Exercise tasks —
1) Which three undergraduate colleges does the white paper focus on?
2) Write out the passage of the white paper starting at "Its purpose is" and ending at "of computational science.".
3) According to the white paper, why do all disciplines need to bring computation into the education of their young scientists and engineers?

Supplied text —
(begin)

Computational Science and Engineering:
How to Educate the Next Generation
John Guckenheimer
Computers have had a profound
impact upon science and engineering since their invention in the middle of the
twentieth century. That impact continues to grow with the capacity of
computers, communications networks and information repositories accessible via
the web. Therefore, all disciplines need to incorporate computation into the
education of their young scientists and engineers. This “white paper” is an exploration of
computational science education framed in the context of Cornell University.
Its purpose is to stimulate the development of effective computational science
and engineering academic programs at Cornell. The focus will be on the three
largest undergraduate colleges: Agriculture, Arts and Sciences and Engineering
and upon graduate education, organized through the Graduate School into Fields
of Study. Throughout the document, we include engineering in the sciences that
are part of computational science.
Computational Science
Computation has taken a place
with experiment and theory as a mode of doing science. More powerful computers,
better software and electronic data repositories all broaden the access to
computational science. Individuals do not need to be expert programmers,
mathematicians or computer scientists to engage in computational science any
longer. However, they do need to become skilled and intelligent “users” to make
effective use of computational tools. Scientific research seeks to extend the
frontiers of knowledge, so computational science entails the development of new
models, new ways of analyzing models and data, and new ways of interpreting the
output from computations. The capability of the computational tools themselves
also become increasingly important as an enabler of science at the deepest
levels. In many research areas, it is impossible to write down equations or
laws from which predictions can be derived analytically. A few examples
illustrate this point
Scientific progress depends on
our ability to construct computer models of the processes we study and the
effectiveness of computational methods to extract information from these
models. Evaluation of the science requires an understanding of modeling
approximations and computational accuracy, and comparison of computational
output with empirical data.
An essential part of
computational science is extension of the technology it employs. This
technology includes the mathematical foundations of algorithms, the programming
languages in which models are implemented and the operating systems of the
computers. Parallel computers having complex memory hierarchies dominate high
performance computing and multi-core chips are now bringing parallel
computation to the desktop. Achieving computational efficiency on these
machines is a technical challenge that influences the science that will be
accomplished. The creation of high quality software for the solution of
numerical problems remains a difficult challenge. Everywhere we seek to push
the frontiers of scientific computation, we discover new limitations of current
methods. Thus computational science requires a spectrum of activities that includes algorithmic
research, software development, modeling, data collection and curation of data
repositories in addition to computing itself. This set of activities is not
aligned with the traditional departmental organization of universities and is
hardly represented in the curricula that we offer students. Essential aspects
of computational science need established academic homes if they are to become
important part of the educational system. Computational science within the
disciplines requires both new facilities and new research organizations that go
beyond individual faculty members working with a few students and postdoctoral
fellows. While individual investigator groups remain fundamental units for
conducting scientific research, large organizations are needed to create
federated data archives of high quality that are rapidly becoming essential
scientific resources.

(end)

Information supplied —
(begin)

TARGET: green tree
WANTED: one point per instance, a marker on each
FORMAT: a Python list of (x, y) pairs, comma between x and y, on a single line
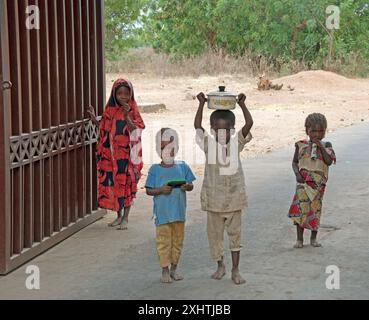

(end)

Results of the exercise —
1) Agriculture, Arts and Sciences, and Engineering.

2)
Its purpose is to stimulate the development of effective computational science
and engineering academic programs at Cornell. The focus will be on the three
largest undergraduate colleges: Agriculture, Arts and Sciences and Engineering
and upon graduate education, organized through the Graduate School into Fields
of Study. Throughout the document, we include engineering in the sciences that
are part of computational science.

3) Computers have had a profound impact on science and engineering since their invention in the middle of the twentieth century. That impact continues to grow with the capacity of computers, communications networks and information repositories accessible via the web.